Records to use:
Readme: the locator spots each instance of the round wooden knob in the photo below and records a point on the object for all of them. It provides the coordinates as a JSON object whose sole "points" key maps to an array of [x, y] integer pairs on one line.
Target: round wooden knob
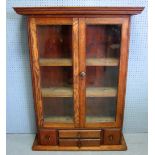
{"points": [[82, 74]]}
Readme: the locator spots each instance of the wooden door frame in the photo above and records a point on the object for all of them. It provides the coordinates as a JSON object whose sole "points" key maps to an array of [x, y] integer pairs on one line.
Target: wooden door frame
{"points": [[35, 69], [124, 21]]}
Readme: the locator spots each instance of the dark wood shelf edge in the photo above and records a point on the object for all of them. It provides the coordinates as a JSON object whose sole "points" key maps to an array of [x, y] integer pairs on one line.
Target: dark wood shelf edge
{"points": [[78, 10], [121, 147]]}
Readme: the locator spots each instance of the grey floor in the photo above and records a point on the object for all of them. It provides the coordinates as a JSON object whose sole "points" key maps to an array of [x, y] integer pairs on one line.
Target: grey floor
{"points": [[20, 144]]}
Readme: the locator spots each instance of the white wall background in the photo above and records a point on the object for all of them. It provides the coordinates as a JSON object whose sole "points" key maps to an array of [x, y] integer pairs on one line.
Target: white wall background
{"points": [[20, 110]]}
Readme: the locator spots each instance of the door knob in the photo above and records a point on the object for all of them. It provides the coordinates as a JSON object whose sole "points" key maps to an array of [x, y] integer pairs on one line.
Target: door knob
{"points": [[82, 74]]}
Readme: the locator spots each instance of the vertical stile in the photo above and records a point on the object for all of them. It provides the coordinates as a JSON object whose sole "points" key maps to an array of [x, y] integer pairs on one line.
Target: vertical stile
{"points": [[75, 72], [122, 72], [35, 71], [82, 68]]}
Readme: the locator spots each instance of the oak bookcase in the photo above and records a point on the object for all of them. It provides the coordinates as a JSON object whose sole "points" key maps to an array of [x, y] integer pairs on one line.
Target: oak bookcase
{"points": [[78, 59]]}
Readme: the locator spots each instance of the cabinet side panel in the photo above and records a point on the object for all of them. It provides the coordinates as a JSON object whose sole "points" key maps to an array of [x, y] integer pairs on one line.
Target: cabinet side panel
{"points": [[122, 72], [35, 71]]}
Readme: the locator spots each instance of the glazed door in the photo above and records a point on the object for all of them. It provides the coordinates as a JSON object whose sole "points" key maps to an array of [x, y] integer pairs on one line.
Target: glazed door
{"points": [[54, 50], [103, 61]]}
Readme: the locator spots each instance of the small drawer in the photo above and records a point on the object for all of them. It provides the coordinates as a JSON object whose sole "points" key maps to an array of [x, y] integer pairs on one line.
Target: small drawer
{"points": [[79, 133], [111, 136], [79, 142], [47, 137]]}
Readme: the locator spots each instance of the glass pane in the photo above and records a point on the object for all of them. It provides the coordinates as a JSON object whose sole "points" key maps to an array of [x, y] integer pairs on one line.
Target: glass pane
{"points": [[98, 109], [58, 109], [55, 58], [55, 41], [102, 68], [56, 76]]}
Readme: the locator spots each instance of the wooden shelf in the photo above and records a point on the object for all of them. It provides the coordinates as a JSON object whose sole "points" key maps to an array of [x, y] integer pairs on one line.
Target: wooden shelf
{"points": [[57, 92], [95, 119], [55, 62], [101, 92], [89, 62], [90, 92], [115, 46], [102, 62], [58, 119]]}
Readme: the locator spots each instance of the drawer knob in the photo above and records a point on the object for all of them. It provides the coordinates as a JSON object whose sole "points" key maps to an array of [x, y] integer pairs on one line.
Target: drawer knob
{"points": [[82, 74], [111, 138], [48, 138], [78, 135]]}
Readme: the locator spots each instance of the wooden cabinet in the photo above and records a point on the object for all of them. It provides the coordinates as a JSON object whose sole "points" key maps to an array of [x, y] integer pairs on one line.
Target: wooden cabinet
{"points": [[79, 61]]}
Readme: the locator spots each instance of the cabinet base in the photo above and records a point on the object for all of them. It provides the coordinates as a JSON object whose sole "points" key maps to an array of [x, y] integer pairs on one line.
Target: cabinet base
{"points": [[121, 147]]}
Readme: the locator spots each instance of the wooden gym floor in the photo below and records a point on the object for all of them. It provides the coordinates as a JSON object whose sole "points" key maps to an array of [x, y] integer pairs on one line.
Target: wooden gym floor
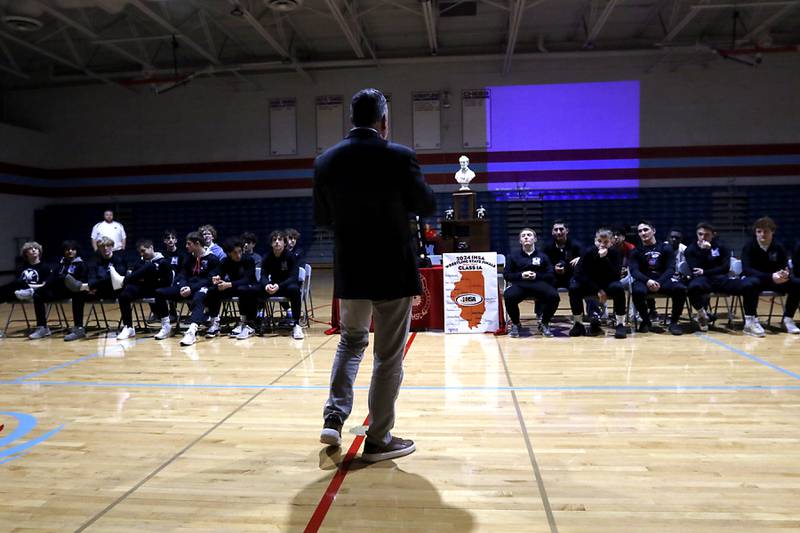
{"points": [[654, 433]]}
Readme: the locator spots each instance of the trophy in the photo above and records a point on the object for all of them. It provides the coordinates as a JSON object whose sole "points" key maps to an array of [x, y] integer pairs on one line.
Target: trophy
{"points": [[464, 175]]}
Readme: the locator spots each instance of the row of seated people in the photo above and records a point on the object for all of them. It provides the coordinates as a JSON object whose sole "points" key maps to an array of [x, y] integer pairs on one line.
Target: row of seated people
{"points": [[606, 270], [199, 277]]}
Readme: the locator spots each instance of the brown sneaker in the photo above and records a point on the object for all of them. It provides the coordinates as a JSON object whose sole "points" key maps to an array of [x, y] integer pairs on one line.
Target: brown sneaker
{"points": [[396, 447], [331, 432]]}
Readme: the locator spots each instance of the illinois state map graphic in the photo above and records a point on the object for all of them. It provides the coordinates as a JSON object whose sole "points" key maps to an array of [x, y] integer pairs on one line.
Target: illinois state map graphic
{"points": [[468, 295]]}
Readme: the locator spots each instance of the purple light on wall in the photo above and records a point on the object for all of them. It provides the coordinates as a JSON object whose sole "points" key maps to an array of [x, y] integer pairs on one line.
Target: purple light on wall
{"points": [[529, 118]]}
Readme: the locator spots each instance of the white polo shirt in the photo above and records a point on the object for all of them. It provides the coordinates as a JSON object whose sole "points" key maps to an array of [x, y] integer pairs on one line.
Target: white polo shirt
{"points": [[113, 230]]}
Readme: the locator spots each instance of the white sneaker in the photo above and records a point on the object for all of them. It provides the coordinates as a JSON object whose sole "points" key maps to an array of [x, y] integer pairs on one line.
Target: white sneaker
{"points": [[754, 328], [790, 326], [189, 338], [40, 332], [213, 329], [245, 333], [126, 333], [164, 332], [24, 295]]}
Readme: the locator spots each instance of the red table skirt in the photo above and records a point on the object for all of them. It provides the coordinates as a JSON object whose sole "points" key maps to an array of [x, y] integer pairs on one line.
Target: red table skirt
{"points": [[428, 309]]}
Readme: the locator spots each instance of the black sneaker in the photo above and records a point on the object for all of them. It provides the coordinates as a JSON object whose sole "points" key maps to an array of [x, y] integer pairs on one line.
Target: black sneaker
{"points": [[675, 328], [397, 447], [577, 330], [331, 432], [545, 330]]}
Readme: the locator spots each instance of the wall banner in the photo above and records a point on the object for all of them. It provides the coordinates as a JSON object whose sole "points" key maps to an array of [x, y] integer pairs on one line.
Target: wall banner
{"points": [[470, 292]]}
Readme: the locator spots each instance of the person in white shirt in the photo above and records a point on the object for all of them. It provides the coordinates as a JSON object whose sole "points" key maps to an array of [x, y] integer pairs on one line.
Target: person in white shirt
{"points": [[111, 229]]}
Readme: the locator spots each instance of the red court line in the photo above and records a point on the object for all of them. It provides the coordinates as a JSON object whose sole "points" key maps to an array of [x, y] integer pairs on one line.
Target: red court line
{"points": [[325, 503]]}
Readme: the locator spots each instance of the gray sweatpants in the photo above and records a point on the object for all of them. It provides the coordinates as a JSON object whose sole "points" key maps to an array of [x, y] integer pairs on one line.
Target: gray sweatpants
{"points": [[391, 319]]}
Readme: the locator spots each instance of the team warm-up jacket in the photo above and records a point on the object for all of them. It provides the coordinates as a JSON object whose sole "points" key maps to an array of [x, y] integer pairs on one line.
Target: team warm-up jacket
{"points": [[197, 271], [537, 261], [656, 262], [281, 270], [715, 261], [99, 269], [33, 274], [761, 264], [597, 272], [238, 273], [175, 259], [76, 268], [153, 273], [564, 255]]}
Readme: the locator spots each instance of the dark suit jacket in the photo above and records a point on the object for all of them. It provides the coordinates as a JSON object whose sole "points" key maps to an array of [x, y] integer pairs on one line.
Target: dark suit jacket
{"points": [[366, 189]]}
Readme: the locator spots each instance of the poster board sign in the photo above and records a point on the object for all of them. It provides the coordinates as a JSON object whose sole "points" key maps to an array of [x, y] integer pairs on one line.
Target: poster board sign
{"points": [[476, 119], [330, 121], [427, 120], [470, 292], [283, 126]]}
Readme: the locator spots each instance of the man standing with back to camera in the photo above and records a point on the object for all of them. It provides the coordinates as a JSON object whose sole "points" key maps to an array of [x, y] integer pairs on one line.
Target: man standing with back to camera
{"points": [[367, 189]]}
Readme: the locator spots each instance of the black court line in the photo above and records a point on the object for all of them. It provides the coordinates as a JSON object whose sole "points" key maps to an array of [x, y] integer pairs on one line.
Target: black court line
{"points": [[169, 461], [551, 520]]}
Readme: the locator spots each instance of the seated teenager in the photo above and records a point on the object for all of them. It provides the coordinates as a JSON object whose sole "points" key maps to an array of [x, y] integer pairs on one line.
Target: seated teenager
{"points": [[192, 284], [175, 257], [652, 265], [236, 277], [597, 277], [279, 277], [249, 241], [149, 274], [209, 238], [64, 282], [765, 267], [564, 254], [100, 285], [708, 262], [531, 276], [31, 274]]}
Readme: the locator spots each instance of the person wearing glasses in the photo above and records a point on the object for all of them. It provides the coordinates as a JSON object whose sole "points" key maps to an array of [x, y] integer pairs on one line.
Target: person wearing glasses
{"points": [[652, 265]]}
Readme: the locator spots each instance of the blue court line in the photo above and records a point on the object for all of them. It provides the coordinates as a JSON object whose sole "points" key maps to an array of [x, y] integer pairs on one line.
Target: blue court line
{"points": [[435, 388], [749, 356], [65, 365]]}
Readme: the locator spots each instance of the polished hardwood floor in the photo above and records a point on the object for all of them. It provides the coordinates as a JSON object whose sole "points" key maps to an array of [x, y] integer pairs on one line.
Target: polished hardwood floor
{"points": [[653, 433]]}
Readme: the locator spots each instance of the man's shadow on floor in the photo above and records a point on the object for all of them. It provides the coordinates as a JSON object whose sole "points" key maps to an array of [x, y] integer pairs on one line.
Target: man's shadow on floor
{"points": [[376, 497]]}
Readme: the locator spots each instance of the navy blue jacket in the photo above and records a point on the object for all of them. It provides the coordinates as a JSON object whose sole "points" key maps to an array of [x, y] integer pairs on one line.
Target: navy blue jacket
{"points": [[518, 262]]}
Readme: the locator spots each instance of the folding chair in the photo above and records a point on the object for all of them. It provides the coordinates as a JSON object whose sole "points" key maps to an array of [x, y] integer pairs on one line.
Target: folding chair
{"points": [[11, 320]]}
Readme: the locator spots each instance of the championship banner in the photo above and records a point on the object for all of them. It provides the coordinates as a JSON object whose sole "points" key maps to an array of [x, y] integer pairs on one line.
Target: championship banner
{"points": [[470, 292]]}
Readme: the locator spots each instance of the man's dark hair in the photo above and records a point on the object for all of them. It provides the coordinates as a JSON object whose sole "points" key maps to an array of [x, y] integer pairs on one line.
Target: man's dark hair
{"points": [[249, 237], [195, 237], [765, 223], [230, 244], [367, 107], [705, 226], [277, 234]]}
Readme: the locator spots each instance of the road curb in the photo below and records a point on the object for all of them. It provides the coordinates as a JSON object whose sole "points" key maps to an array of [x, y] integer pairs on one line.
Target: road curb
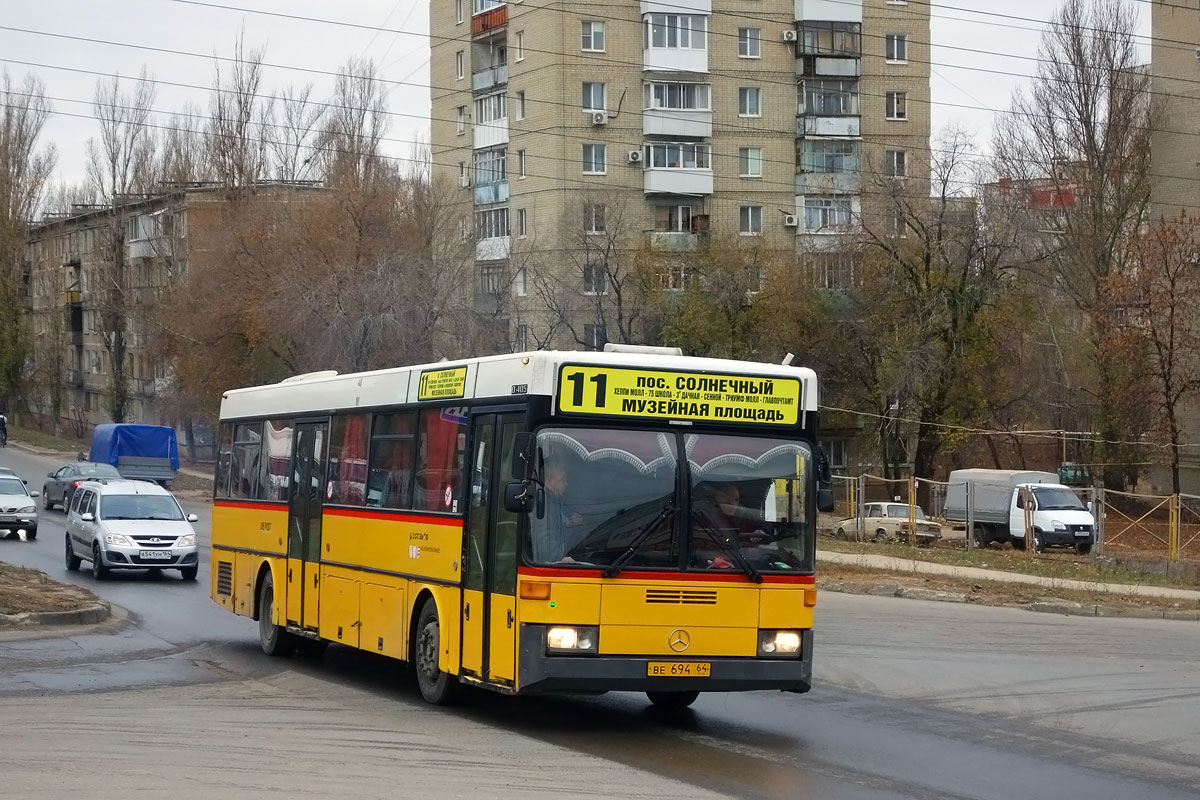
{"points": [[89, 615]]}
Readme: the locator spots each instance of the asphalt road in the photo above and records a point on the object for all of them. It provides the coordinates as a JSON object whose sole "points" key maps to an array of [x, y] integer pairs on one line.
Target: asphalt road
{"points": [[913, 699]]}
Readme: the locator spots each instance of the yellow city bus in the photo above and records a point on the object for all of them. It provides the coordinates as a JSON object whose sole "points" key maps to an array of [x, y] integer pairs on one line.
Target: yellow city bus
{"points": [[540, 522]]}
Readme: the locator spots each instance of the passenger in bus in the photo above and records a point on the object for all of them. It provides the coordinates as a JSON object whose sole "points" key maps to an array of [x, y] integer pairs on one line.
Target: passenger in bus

Problem details: From the line that contains "Readme: the locator spots each instance of the asphalt" down to the last line of the listing above, repeat each line exactly, and include nothing else.

Task answer:
Readme: the locator spots each instance of the asphalt road in the photo above and records a point on the object for all of them. It provides the coordinates as a JSON object whose sole "points" key maps to an array of [x, y] integer pairs on one line.
Target: asphalt road
{"points": [[913, 699]]}
Readme: the locator spots each instance of the yellow city bus in the photo above and records a point on the object for all of them. It provides the coordinates as a JSON object whose sole "points" key maps to an array of [x, y] integer pairs on one line.
Target: yellow city bus
{"points": [[540, 522]]}
Readme: the locator spots each instance of the passenger in bus in the photo above and records a point on the object for all of them. It provides the coordinates as a JSON object whose sole "points" key maps to an array of [x, y] integer pairs on one line.
Target: passenger in bus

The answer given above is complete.